***** Data for processing

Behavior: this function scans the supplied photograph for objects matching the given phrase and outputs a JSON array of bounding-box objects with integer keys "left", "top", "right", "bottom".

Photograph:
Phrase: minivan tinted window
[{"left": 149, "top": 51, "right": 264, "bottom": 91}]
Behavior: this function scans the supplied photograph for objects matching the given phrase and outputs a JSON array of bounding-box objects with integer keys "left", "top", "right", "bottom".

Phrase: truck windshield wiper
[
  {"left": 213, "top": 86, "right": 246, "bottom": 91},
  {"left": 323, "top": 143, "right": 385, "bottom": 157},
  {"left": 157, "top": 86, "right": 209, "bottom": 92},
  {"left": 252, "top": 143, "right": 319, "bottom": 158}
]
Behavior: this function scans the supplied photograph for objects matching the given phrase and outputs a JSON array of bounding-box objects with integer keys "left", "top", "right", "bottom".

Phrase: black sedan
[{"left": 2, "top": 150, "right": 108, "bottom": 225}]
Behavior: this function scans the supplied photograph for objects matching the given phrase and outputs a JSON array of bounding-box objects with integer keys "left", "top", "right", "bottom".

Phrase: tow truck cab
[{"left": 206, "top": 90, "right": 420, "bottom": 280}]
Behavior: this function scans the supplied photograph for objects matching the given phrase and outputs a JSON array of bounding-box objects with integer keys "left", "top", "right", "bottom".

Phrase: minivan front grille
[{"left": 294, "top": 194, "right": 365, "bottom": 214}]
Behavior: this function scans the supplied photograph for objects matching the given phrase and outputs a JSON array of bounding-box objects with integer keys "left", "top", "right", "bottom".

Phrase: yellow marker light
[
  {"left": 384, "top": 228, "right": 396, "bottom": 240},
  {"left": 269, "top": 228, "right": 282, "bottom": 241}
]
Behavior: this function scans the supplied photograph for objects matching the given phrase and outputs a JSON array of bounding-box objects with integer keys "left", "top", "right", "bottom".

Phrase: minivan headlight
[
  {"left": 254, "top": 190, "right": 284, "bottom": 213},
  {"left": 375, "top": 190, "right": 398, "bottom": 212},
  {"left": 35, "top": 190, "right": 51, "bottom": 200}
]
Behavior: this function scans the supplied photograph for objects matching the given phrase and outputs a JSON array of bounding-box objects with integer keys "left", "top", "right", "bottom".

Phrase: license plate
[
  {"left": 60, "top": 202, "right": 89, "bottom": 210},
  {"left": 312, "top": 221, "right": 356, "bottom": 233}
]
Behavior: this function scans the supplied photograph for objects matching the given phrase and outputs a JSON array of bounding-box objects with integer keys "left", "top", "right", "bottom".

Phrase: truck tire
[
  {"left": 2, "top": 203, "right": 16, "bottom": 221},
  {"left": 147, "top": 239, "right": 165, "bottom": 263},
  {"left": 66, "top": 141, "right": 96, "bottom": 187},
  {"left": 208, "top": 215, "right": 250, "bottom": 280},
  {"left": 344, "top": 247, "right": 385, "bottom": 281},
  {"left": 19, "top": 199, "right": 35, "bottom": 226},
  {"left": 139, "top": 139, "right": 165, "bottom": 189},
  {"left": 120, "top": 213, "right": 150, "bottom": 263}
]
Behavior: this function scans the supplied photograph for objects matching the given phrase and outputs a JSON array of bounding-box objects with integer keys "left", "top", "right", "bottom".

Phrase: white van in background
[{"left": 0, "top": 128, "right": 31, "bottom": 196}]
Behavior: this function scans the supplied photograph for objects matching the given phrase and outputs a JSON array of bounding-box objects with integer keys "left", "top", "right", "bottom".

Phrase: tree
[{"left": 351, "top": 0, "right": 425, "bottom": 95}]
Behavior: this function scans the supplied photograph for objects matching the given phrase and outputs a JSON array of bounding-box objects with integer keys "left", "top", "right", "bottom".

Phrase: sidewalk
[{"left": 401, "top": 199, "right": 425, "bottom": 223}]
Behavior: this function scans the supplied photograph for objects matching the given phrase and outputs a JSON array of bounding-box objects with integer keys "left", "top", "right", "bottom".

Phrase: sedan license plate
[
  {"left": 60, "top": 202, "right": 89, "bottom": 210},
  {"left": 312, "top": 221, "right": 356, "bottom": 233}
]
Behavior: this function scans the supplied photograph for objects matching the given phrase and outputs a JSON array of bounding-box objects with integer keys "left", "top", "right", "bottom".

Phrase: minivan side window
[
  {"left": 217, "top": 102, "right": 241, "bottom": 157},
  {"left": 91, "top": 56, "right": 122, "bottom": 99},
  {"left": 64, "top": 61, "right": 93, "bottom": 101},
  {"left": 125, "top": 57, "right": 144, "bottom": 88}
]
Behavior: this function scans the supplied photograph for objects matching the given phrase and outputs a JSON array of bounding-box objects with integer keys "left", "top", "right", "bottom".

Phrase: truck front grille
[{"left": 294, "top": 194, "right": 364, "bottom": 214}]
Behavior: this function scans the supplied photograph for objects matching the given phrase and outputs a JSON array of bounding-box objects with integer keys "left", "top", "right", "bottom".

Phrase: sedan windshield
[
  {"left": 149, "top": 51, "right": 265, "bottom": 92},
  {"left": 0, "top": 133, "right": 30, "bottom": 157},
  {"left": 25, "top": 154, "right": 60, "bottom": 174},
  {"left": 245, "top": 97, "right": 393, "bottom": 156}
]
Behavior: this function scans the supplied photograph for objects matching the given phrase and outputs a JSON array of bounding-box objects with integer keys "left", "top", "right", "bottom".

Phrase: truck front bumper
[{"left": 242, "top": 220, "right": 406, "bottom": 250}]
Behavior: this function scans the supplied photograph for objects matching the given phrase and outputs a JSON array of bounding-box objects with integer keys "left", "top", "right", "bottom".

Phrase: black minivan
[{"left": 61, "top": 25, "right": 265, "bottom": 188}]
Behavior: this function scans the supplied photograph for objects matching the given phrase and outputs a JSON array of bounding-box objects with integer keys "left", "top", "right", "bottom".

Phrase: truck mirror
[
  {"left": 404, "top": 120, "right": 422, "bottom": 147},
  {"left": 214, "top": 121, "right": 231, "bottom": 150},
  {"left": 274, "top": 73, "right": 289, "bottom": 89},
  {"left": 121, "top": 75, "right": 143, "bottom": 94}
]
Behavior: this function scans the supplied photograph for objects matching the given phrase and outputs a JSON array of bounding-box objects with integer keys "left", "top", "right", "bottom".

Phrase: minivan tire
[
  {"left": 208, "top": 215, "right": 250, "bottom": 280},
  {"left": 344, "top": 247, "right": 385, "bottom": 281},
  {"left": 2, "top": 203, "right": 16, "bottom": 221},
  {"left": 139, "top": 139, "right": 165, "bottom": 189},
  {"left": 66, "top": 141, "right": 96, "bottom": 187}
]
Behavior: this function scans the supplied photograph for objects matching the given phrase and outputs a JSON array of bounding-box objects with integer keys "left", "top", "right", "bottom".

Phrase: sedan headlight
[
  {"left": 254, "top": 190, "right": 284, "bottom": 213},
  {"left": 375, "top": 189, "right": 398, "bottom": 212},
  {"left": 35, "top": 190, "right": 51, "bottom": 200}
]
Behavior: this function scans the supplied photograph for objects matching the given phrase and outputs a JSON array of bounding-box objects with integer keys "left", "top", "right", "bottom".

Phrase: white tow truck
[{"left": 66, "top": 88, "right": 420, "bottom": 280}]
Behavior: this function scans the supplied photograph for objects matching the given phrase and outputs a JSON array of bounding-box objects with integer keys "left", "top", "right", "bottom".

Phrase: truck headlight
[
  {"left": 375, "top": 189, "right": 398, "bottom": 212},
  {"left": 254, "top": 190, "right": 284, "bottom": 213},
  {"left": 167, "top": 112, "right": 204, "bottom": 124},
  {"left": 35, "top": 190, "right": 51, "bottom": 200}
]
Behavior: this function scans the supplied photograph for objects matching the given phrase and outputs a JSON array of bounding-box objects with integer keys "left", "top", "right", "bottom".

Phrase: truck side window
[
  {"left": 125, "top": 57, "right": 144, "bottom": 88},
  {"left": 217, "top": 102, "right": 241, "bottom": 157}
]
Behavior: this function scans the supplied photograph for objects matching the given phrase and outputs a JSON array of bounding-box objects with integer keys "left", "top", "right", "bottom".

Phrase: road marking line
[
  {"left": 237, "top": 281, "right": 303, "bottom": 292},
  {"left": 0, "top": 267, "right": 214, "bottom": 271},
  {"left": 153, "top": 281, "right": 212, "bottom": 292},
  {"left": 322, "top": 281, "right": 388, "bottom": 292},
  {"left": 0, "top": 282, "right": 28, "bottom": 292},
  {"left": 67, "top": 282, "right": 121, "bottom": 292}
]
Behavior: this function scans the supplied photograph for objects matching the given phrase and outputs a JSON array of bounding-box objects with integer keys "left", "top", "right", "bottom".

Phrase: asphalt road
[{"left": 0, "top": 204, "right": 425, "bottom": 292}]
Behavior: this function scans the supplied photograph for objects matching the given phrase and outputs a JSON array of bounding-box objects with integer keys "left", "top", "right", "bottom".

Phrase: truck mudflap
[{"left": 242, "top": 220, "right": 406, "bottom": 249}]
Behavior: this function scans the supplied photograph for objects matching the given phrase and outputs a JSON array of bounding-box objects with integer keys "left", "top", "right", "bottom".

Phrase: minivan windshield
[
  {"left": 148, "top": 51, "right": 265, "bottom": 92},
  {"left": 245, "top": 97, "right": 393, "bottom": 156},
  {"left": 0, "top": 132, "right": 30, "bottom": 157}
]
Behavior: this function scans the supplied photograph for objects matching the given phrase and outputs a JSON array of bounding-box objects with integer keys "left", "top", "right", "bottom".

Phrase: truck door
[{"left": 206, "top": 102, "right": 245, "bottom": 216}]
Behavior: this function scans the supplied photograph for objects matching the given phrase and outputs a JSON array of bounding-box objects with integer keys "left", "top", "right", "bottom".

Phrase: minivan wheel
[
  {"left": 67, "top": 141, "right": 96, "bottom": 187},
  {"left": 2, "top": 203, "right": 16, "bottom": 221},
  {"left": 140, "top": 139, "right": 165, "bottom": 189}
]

**********

Collect every line of the records above that contains the word "front", and copy each one in full.

Reply:
Phrase: minivan front grille
Phrase: truck front grille
Phrase: truck front bumper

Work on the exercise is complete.